— Start of EXTRACT PROVIDED —
# Your favorite distro and WM.



## catsin (Jun 13, 2010)

I see there are a few Linux users here. Maybe we'll even see some BSD users in here. So, what is your favorite distro?

Mine is debian. Easily customizable, light and free of the bulk ubuntu has.

My favorite wm currently is icewm, it just feels very complete, and it's nice and light. With icewm and chrome, I don't get past 100mb of ram usage.

So, those are mine, what are yours?


----------



## Runefox (Jun 13, 2010)

I dunno, I've grown pretty fond of Gnome for whatever reason. I never used to like it years ago, and it doesn't feel particularly heavy on my system now (though that's probably more an indicator of my system than Gnome itself). Of course, I replace Nautilus with PCManFM, so that makes things a good bit snappier.

As for distro, I'm with you on Debian, though Ubuntu's very workable - 10.04 is pretty quick.


----------



## catsin (Jun 13, 2010)

Runefox said:


> I dunno, I've grown pretty fond of Gnome for whatever reason. I never used to like it years ago, and it doesn't feel particularly heavy on my system now (though that's probably more an indicator of my system than Gnome itself). Of course, I replace Nautilus with PCManFM, so that makes things a good bit snappier.
> 
> As for distro, I'm with you on Debian, though Ubuntu's very workable - 10.04 is pretty quick.


 
I actually used to use ubuntu. But when they ditched the orange, I kinda left. Just stopped working for me.


----------



## net-cat (Jun 13, 2010)

I liked Ubuntu and Gnome.

After about two years of using it, I'm back on Windows, though.
— End of EXTRACT PROVIDED —
— Start of DATA SHOWN —
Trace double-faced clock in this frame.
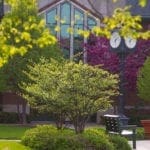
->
— End of DATA SHOWN —
SET EXERCISE 1: Duplicate the part of the distro thread that begins at the words "My favorite wm" and stops after the words "Runefox (Jun 13, 2010)".
SET EXERCISE 2:
Answer these from the distro thread:
(a) What does Runefox use in place of Nautilus?
(b) With icewm and chrome, how much RAM does catsin's usage stay under?
(c) What is net-cat back on after about two years of Ubuntu and Gnome?
SET EXERCISE 3: In the distro thread, why does catsin favor icewm as a window manager?

OUTPUT 1:
My favorite wm currently is icewm, it just feels very complete, and it's nice and light. With icewm and chrome, I don't get past 100mb of ram usage.

So, those are mine, what are yours?


----------



## Runefox (Jun 13, 2010)

OUTPUT 2:
(a) PCManFM.
(b) 100mb.
(c) Windows.

OUTPUT 3: It feels very complete and is nice and light. With icewm and chrome running, catsin's RAM usage doesn't get past 100mb.